### What is being asked:
What is needed is a word-for-word restatement of all the entries.

(Dataset entries)
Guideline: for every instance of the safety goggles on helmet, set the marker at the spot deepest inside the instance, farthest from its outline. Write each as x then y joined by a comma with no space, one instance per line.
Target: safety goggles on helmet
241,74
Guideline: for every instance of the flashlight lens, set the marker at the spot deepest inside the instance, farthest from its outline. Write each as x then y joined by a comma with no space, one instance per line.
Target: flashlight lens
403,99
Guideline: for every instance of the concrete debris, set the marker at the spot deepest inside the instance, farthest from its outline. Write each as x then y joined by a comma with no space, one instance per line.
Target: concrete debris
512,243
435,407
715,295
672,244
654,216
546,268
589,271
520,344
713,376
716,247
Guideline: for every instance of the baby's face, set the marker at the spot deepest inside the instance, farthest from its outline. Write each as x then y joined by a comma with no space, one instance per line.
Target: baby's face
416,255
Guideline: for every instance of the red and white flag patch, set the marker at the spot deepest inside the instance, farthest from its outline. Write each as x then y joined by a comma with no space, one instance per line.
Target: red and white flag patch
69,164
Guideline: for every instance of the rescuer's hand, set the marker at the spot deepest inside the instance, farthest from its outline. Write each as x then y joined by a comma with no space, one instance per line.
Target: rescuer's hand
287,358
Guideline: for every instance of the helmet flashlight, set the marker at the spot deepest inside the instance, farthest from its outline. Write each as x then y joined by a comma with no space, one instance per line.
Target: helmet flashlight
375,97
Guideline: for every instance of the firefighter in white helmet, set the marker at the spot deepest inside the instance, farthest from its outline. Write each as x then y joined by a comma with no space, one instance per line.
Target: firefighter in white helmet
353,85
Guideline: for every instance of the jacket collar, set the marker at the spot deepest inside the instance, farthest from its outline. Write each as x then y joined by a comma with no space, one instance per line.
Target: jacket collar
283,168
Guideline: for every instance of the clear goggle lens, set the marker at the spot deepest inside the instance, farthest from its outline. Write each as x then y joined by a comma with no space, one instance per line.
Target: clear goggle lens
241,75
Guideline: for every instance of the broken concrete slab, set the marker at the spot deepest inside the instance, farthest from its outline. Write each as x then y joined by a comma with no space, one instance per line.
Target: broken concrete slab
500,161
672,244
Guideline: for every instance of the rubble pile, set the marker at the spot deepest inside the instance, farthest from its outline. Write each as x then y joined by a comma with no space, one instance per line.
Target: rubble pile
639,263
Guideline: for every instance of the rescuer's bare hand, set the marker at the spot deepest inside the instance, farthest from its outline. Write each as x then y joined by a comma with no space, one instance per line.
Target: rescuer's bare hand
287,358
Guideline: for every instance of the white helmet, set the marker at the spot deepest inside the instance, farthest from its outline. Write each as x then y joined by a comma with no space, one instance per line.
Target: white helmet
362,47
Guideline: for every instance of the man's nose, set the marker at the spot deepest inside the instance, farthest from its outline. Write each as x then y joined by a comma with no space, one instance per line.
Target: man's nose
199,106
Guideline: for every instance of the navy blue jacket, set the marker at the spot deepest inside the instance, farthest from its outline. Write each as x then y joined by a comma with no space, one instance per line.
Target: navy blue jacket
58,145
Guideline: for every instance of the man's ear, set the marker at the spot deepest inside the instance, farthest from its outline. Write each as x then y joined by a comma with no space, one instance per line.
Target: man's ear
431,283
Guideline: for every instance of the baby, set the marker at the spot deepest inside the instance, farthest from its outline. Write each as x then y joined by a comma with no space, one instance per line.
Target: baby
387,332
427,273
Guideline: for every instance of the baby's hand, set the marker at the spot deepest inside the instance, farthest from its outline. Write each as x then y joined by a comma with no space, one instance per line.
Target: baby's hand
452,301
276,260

### Answer to this problem:
Guideline: for every instance of the safety goggles on helmet, set the marker at the spot deepest inside the instance, farthest from its outline. Write each as x then y joined by a comma with no space, one instance per line.
Target: safety goggles on helmet
241,74
Guideline: for every instance of the flashlight lens, set the marker at the spot deepest inside the instance, farthest from its outline. Write each as x then y joined by a comma with no space, one instance per line.
Target: flashlight lens
403,99
Guideline: for every instance of the concrete debris, set the marker at the spot deepest inside the instance, farthest from its outline. Write each as x then y joined by a comma with no space, one instance per line.
Target: concrete debris
512,243
435,407
715,295
672,244
654,216
546,268
589,271
520,344
713,376
716,247
Guideline: for every instance of the baby's face, set the marker at the spot deepest inside the instance, farthest from its outline. Write each as x then y joined by a comma with no space, one instance per line.
Target: baby's face
416,255
Guideline: for every instance of the red and white flag patch, set the marker at the spot deepest inside the instance, farthest from its outline. Write each as x then y joined by a comma with no space, one instance per line.
Target: red and white flag patch
69,164
Guideline: for every instance of the rescuer's hand, set the marker at the spot deepest inside the instance, farthest from its outline. Write each as x then y joined by a comma with no space, one instance per line.
Target: rescuer's hand
287,358
Guideline: for every instance of the helmet flashlight, set the marker at the spot deepest inside the instance, farthest from its outline. Write each as x then y joined by a comma with no space, one instance per line.
Target: helmet flashlight
375,97
Guideline: for every instance of the firefighter in white helmet, set the marker at the spot deepest inside the instance, farthest from its outline. Write each as x then y joined by a comma with no space, one instance per line.
Target: firefighter in white helmet
353,85
Guideline: for every instance of the jacket collar, set the marker at the spot deepest inside the instance, farthest from its outline. Write each as x then y joined by a comma with no space, one instance per line.
Target: jacket collar
283,168
Guideline: for every instance of the clear goggle lens, set the marker at the spot deepest inside the instance, farthest from its outline. Write each as x then y joined by a comma with no space, one instance per line.
Target: clear goggle lens
241,75
Guideline: for every instance of the broken concrete slab, set the marker at the spot deepest inside the instance, farthest from its outline. Write each as x then y joined by a comma with no space, one instance per line.
Target: broken concrete slab
500,161
672,244
Guideline: for every instance of the rubble pile, set the marker at the spot deepest inside the instance, farthest from its outline. Write each as x then y joined by a comma with no space, one instance per line.
Target: rubble pile
639,263
Guideline: for every instance of the rescuer's bare hand, set the marker at the spot deepest inside the instance, farthest from its outline. Write each as x then y joined by a comma with no space, one instance per line.
Target: rescuer's bare hand
287,358
Guideline: for every instance of the white helmet, set the marker at the spot deepest inside the instance, farthest from its outline. Write each as x then y joined by a comma with no space, one instance per line.
Target: white helmet
362,47
Guideline: for every instance of the man's nose, set the marker at the spot deepest inside the instance, farthest from its outline. Write each as x then y joined by a comma with no space, one instance per line.
Target: man's nose
199,106
Guideline: for every instance of the navy blue jacket, set the marker at the spot deepest inside the instance, farthest from its outline. Write each as x then y joined by a comma with no space, one instance per line.
Target: navy blue jacket
58,145
Guideline: for every instance of the man's ear, set the marker at the spot deepest inside the instance, farthest from its outline. Write each as x then y joined by a comma with no space, one instance per line.
Target: man's ear
431,283
Guideline: for every instance of the baby, set the marker at the spot deepest inside the instance, farthest from its outline. Write each as x then y joined by a comma with no space, one instance per line.
Target: baby
387,332
427,273
Guideline: for every instance of the baby's hand, set the marker at the spot deepest inside the instance, farthest from its outline. Write each as x then y joined by a comma with no space, one instance per line.
Target: baby's hand
452,301
276,260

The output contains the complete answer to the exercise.